▶ **The task**
Check each line of the listing for the string "ceiling". Copy those where it appears.
======== Input records
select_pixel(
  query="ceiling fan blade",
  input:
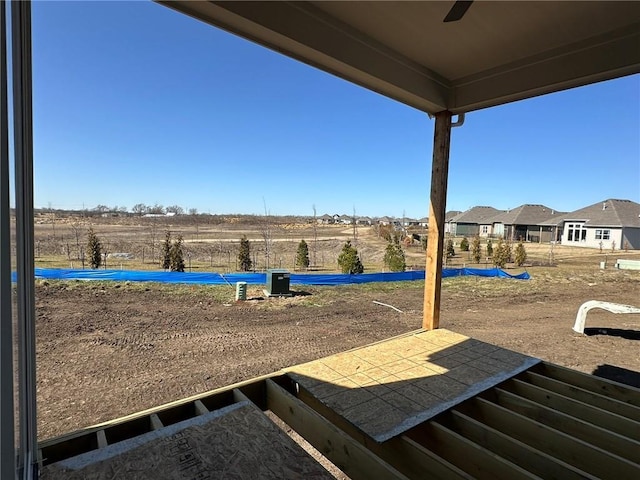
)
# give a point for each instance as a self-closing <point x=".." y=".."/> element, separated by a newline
<point x="458" y="10"/>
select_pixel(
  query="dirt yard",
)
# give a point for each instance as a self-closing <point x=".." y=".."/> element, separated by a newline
<point x="105" y="350"/>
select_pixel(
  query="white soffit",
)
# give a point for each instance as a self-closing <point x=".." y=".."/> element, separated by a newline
<point x="498" y="52"/>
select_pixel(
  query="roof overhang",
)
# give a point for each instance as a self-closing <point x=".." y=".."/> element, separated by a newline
<point x="499" y="52"/>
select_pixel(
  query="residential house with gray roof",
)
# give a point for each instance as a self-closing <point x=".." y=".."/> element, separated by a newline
<point x="524" y="223"/>
<point x="472" y="222"/>
<point x="612" y="224"/>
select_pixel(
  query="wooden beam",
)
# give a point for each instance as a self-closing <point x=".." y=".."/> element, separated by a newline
<point x="586" y="396"/>
<point x="533" y="460"/>
<point x="583" y="455"/>
<point x="437" y="209"/>
<point x="350" y="456"/>
<point x="600" y="437"/>
<point x="467" y="455"/>
<point x="602" y="386"/>
<point x="602" y="418"/>
<point x="403" y="453"/>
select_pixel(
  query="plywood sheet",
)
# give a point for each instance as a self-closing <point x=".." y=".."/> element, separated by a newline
<point x="392" y="386"/>
<point x="237" y="442"/>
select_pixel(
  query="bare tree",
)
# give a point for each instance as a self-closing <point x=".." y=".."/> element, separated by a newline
<point x="153" y="235"/>
<point x="139" y="208"/>
<point x="76" y="227"/>
<point x="265" y="229"/>
<point x="52" y="215"/>
<point x="315" y="236"/>
<point x="178" y="210"/>
<point x="355" y="226"/>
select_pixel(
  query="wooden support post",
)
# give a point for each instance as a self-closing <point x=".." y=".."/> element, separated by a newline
<point x="437" y="208"/>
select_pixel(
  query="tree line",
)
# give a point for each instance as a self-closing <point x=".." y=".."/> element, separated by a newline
<point x="172" y="255"/>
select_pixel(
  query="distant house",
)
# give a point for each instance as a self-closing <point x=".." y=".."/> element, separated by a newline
<point x="325" y="219"/>
<point x="524" y="223"/>
<point x="611" y="224"/>
<point x="475" y="221"/>
<point x="448" y="216"/>
<point x="345" y="219"/>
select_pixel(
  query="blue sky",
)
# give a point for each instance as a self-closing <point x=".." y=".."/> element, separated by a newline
<point x="135" y="103"/>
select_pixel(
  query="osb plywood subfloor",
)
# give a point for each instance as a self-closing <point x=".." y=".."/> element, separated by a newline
<point x="236" y="442"/>
<point x="387" y="388"/>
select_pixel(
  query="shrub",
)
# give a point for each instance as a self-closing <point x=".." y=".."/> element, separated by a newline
<point x="502" y="254"/>
<point x="476" y="249"/>
<point x="521" y="254"/>
<point x="166" y="251"/>
<point x="244" y="255"/>
<point x="450" y="252"/>
<point x="302" y="256"/>
<point x="94" y="249"/>
<point x="348" y="260"/>
<point x="176" y="263"/>
<point x="394" y="258"/>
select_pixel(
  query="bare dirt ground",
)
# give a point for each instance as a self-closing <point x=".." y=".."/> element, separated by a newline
<point x="105" y="350"/>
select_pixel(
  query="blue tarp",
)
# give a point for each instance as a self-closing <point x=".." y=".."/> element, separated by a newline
<point x="214" y="278"/>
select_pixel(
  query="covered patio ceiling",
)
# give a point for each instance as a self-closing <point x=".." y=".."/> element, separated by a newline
<point x="498" y="52"/>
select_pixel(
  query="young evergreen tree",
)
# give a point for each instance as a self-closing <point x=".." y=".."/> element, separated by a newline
<point x="244" y="255"/>
<point x="94" y="249"/>
<point x="176" y="257"/>
<point x="476" y="249"/>
<point x="394" y="258"/>
<point x="501" y="254"/>
<point x="302" y="256"/>
<point x="166" y="251"/>
<point x="450" y="252"/>
<point x="521" y="254"/>
<point x="348" y="260"/>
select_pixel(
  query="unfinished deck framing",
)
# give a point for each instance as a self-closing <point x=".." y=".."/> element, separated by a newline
<point x="546" y="421"/>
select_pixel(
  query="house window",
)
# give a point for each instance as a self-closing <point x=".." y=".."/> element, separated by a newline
<point x="576" y="232"/>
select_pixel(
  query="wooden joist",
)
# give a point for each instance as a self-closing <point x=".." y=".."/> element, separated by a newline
<point x="547" y="422"/>
<point x="577" y="427"/>
<point x="597" y="416"/>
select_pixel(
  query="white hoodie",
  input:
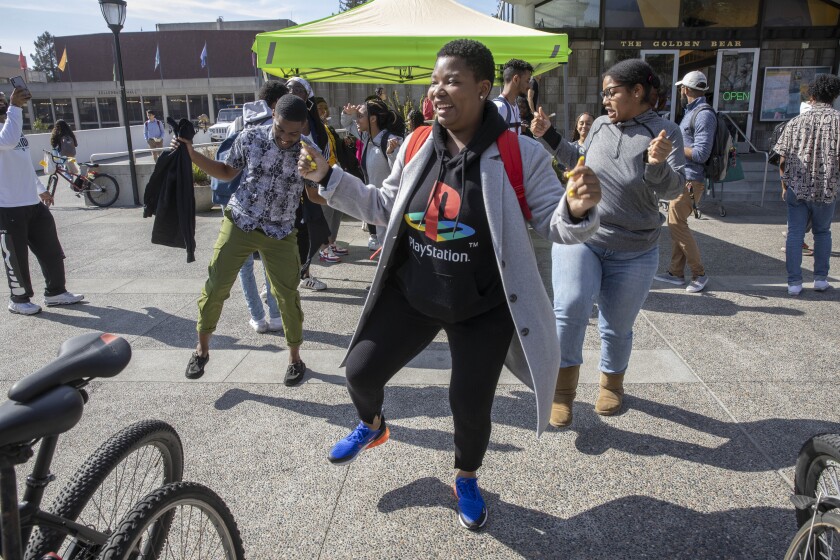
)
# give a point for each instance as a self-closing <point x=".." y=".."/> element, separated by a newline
<point x="19" y="186"/>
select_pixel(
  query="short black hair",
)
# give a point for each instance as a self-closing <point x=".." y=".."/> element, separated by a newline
<point x="292" y="108"/>
<point x="635" y="71"/>
<point x="271" y="91"/>
<point x="825" y="88"/>
<point x="514" y="67"/>
<point x="478" y="57"/>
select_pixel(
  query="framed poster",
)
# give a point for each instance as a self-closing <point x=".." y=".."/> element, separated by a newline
<point x="785" y="89"/>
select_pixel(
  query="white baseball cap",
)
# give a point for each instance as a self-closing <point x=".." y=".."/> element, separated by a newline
<point x="695" y="80"/>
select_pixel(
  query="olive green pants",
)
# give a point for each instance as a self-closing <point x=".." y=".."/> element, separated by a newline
<point x="281" y="260"/>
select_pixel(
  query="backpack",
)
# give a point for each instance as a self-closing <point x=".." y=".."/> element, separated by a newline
<point x="508" y="143"/>
<point x="717" y="165"/>
<point x="223" y="190"/>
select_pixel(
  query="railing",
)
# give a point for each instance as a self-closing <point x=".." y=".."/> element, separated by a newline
<point x="756" y="150"/>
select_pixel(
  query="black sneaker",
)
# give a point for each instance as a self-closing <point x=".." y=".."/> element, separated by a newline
<point x="195" y="368"/>
<point x="294" y="374"/>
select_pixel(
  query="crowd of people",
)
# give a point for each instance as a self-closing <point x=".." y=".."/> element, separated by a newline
<point x="449" y="197"/>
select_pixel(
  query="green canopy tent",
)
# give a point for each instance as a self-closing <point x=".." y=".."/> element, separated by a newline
<point x="395" y="41"/>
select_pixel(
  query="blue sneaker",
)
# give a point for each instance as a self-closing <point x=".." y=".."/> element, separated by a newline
<point x="357" y="441"/>
<point x="472" y="512"/>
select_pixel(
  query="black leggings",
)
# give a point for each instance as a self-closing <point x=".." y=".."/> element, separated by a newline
<point x="30" y="227"/>
<point x="395" y="333"/>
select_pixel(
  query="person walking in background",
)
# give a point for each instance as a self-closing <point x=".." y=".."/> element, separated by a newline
<point x="457" y="258"/>
<point x="259" y="217"/>
<point x="153" y="132"/>
<point x="698" y="126"/>
<point x="64" y="144"/>
<point x="370" y="123"/>
<point x="810" y="170"/>
<point x="25" y="219"/>
<point x="639" y="158"/>
<point x="516" y="74"/>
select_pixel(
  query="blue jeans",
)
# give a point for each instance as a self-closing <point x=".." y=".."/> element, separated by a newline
<point x="252" y="293"/>
<point x="618" y="281"/>
<point x="821" y="215"/>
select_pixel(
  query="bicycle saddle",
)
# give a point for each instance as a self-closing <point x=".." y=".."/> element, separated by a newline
<point x="52" y="413"/>
<point x="88" y="355"/>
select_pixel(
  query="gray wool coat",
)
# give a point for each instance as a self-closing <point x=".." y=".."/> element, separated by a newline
<point x="534" y="353"/>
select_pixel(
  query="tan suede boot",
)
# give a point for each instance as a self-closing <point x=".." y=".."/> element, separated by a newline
<point x="610" y="395"/>
<point x="564" y="396"/>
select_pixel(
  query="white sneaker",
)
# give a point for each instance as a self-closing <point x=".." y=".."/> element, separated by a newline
<point x="27" y="308"/>
<point x="697" y="285"/>
<point x="313" y="283"/>
<point x="63" y="299"/>
<point x="260" y="326"/>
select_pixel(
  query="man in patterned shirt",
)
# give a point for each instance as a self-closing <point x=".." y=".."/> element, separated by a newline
<point x="810" y="168"/>
<point x="259" y="217"/>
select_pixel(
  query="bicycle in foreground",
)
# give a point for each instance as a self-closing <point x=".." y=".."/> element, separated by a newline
<point x="100" y="188"/>
<point x="817" y="500"/>
<point x="127" y="501"/>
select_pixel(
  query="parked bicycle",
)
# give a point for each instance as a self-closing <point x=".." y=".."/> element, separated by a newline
<point x="817" y="500"/>
<point x="111" y="508"/>
<point x="100" y="188"/>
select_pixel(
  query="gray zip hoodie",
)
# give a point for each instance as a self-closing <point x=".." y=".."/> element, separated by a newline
<point x="632" y="188"/>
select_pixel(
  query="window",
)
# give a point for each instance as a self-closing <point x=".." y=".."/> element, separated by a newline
<point x="199" y="105"/>
<point x="155" y="104"/>
<point x="42" y="108"/>
<point x="87" y="113"/>
<point x="720" y="13"/>
<point x="135" y="110"/>
<point x="642" y="13"/>
<point x="108" y="115"/>
<point x="177" y="106"/>
<point x="64" y="110"/>
<point x="800" y="13"/>
<point x="568" y="13"/>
================
▶ **Solution**
  query="ceiling fan blade",
  query="covered patio ceiling",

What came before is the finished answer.